### Input data
________________
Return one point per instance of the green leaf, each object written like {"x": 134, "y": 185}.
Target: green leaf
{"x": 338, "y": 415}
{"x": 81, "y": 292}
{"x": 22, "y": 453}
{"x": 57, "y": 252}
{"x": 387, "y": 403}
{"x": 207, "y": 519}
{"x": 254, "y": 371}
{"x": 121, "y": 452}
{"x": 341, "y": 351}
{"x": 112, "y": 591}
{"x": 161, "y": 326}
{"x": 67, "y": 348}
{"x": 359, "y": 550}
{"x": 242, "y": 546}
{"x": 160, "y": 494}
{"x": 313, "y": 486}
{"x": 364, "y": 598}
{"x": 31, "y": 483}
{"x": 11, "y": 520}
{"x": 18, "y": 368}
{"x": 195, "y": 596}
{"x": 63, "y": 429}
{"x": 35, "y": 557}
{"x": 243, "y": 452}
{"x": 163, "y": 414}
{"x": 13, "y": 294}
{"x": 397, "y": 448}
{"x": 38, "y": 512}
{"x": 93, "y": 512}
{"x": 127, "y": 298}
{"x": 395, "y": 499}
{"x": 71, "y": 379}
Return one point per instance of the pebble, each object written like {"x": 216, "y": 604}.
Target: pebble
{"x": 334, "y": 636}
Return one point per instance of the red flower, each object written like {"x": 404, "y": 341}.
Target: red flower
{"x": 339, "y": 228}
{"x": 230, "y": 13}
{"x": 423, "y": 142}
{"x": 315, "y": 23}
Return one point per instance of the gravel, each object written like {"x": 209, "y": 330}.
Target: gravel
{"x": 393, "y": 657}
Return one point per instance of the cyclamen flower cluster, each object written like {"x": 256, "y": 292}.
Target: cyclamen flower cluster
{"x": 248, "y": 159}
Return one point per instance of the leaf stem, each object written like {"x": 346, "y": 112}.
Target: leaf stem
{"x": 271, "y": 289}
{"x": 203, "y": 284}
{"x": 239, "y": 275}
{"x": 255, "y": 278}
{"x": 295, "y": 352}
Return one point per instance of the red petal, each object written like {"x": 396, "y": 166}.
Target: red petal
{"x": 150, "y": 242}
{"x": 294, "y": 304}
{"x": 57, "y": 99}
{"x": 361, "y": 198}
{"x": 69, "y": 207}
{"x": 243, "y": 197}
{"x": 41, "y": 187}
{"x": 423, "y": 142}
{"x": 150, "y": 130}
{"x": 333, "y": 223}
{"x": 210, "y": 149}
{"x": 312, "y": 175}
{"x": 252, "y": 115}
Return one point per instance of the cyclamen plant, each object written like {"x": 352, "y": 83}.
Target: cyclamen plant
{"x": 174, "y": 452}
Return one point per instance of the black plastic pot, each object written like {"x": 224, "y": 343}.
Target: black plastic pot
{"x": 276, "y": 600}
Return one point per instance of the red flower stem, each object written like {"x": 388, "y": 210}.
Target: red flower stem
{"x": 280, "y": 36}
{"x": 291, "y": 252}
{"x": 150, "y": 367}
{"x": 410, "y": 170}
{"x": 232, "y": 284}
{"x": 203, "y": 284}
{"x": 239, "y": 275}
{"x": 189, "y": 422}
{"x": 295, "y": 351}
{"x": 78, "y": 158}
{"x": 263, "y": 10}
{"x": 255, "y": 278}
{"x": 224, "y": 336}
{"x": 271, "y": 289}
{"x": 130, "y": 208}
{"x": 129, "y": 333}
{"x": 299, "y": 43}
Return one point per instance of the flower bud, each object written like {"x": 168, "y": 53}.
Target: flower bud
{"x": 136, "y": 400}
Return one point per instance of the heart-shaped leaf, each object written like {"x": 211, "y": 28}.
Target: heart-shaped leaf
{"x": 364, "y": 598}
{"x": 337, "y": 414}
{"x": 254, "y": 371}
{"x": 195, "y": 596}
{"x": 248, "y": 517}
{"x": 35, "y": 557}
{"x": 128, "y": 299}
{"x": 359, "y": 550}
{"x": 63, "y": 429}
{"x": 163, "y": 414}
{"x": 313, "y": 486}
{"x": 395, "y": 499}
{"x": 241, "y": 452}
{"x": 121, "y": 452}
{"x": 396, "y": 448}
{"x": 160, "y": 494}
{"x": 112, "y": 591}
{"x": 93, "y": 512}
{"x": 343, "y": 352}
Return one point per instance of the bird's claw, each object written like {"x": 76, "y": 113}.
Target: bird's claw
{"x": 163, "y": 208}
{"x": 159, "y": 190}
________________
### Task to carry out
Write out the listing's lines exactly, from its first line through the line that contains "Return one point per instance of the red petal, each", and stop there.

### Solved exercise
Return one point per instance of the green leaf, each object written like {"x": 134, "y": 185}.
Target: green leaf
{"x": 338, "y": 415}
{"x": 81, "y": 292}
{"x": 22, "y": 453}
{"x": 57, "y": 252}
{"x": 387, "y": 403}
{"x": 207, "y": 519}
{"x": 254, "y": 371}
{"x": 121, "y": 452}
{"x": 341, "y": 351}
{"x": 112, "y": 591}
{"x": 161, "y": 326}
{"x": 67, "y": 348}
{"x": 359, "y": 550}
{"x": 242, "y": 546}
{"x": 160, "y": 494}
{"x": 313, "y": 486}
{"x": 364, "y": 598}
{"x": 31, "y": 483}
{"x": 11, "y": 520}
{"x": 18, "y": 368}
{"x": 195, "y": 596}
{"x": 63, "y": 429}
{"x": 35, "y": 557}
{"x": 243, "y": 452}
{"x": 163, "y": 414}
{"x": 13, "y": 294}
{"x": 397, "y": 448}
{"x": 38, "y": 512}
{"x": 93, "y": 512}
{"x": 127, "y": 298}
{"x": 395, "y": 499}
{"x": 71, "y": 379}
Return one point per instance of the pebble, each object written like {"x": 216, "y": 604}.
Target: pebble
{"x": 334, "y": 636}
Return one point per instance of the red flower, each object written like {"x": 404, "y": 341}.
Target: red flower
{"x": 339, "y": 228}
{"x": 230, "y": 13}
{"x": 423, "y": 142}
{"x": 315, "y": 23}
Return one point per instance of the gravel, each object written like {"x": 209, "y": 330}.
Target: gravel
{"x": 393, "y": 657}
Return one point per instance of the cyclamen flower cluster, each object written like {"x": 256, "y": 292}.
Target: cyclamen flower cluster
{"x": 248, "y": 159}
Return one point per instance of the leaf stem, each object written like {"x": 346, "y": 112}.
Target: leaf stem
{"x": 271, "y": 289}
{"x": 203, "y": 284}
{"x": 239, "y": 275}
{"x": 255, "y": 278}
{"x": 295, "y": 352}
Return one point per instance of the red petal, each object written like {"x": 396, "y": 166}.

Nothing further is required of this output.